_Исходный отрывок_:
--------

В долгой истории этого монастыря был период, когда собор перекрыли голые доски, сложенные пирамидами: 1920—1930-е годы, когда собор использовался в качестве гигантского барака для лагеря, разместившегося в монастыре. Фотографии собора с такими перекрытиями легко найти в двух главных документах памяти о Соловецком лагере — книге воспоминаний Дмитрия Лихачева (1995) и фильме Марины Голдовской «Власть соловецкая» (1988). Соловецкий лагерь был первым и «образцовым» лагерем в системе ГУЛАГа, и в русской культурной памяти этот лагерь работает как метонимия для всех советских лагерей — часть, которая представляет целое и включает в себя ужас и страдания советских жертв. Название великой книги Александра Солженицына «Архипелаг ГУЛАГ» отсылает, среди прочего, к Соловецкому архипелагу. Памятники-валуны, поставленные в память о жертвах сталинизма на центральных площадях Москвы и Санкт-Петербурга, оба были привезены с этих островов.
В XXI веке собор Соловецкого монастыря полностью восстановил свои луковичные купола. В стенах монастыря находился исторический музей, рассказывающий и о лагере, который когда-то действовал в его стенах. Однако после многих лет борьбы между монастырем и музеем, в июне 2011 года правительство России решило, что музей должен переехать с острова на материк[54]. Так правительство Владимира Путина разобралось с историей Соловецкого архипелага. Часть его прошлого станет целым; другая часть будет вырезана и отправлена в Кемь. Вскоре после этого Центральный банк России принял решение пересмотреть изображение на купюре достоинством 500 рублей. 6 сентября 2011 года банк выпустил новую версию банкноты, на которой теперь можно любоваться луковичными куполами Соловецкого монастыря. Банк не стал объяснять эти изменения, но их смысл очевиден: на российских деньгах есть место храму, но нет места памяти о государственном терроре.
Постсоветская серия банкнот — любопытная комбинация мест памяти. В основном они вторично утилизируют памятники позднего имперского периода, отмечавшие успехи внутренней и внешней колонизации России, от памятника Тысячелетия России с его варяжской символикой (5 руб.) до памятника Николаю Муравьеву-Амурскому, генерал-губернатору Восточной Сибири (5000 руб.). Среди них есть образы, связанные с имперской культурой (Большой театр, 100 руб.) и советской индустрией (Красноярская ГЭС, 10 руб.). С моей точки зрения, вполне закономерно, что память ГУЛАГа нашла место среди этих символов и что эта память представлена бараком Соловецкого лагеря.

--------

_Раздел данных_:

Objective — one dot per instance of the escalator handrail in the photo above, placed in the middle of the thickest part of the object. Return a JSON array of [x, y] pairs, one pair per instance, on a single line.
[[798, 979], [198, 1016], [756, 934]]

--------

_Условие задания_:
Продолжите текст о Соловецком монастыре и российских банкнотах, начав сразу после его последнего предложения.

_Ответ к заданию_:
Именно в этой версии, как мемориал Соловецкому лагерю, а не Соловецкому монастырю, банкнота достоинством 500 руб. печаталась и перепечатывалась с 1995-го по 2011 год. Размноженный в миллионах копий, этот образ концентрационного лагеря пережил несколько модификаций, в том числе деноминацию в 1997 году, когда банкноту в 500 000 рублей обменяли на 500 рублей. Знают россияне об этом или нет, все они ежедневно держат в руках, носят в кошельках, трогают, пересчитывают, отдают и получают образы ГУЛАГа.
Роберт Музиль когда-то сказал: «На свете нет ничего незаметнее памятников». Является ли, однако, подлинно незаметный памятник носителем памяти? Или купюра в 500 рублей имеет, подобно сакральному, но тайному знаку, двойное значение: Соловецкий монастырь для профанов, Соловецкий лагерь для знатоков?
С его двумя слоями, множеством противоречий и массовым оборотом, этот образ иллюстрирует сложную динамику скорби по жертвам советской эпохи. Конечно, было бы дерзостью подозревать должностных лиц Центрального банка в заговоре, и уж тем более я не смею приписывать им бессознательные мотивации. Пожалуй, наиболее реалистичный, близкий к земле способ понять эту банкноту состоит в том, чтобы увидеть в ней призрак. И правда, ее культурная роль очень близка к роли призрака. Неизвестно, кто произвел ее на свет, и то же самое верно для духов. Изображение напоминает о скрытой тайне прошлого, а это — специальность призраков. Так к нам, в современность глобальной культуры и вездесущей коммерции, являются привидения. Наши призраки обитают не в аристократических усадьбах и заброшенных кладбищах, а в публичной сфере, массовой культуре, деловом обороте.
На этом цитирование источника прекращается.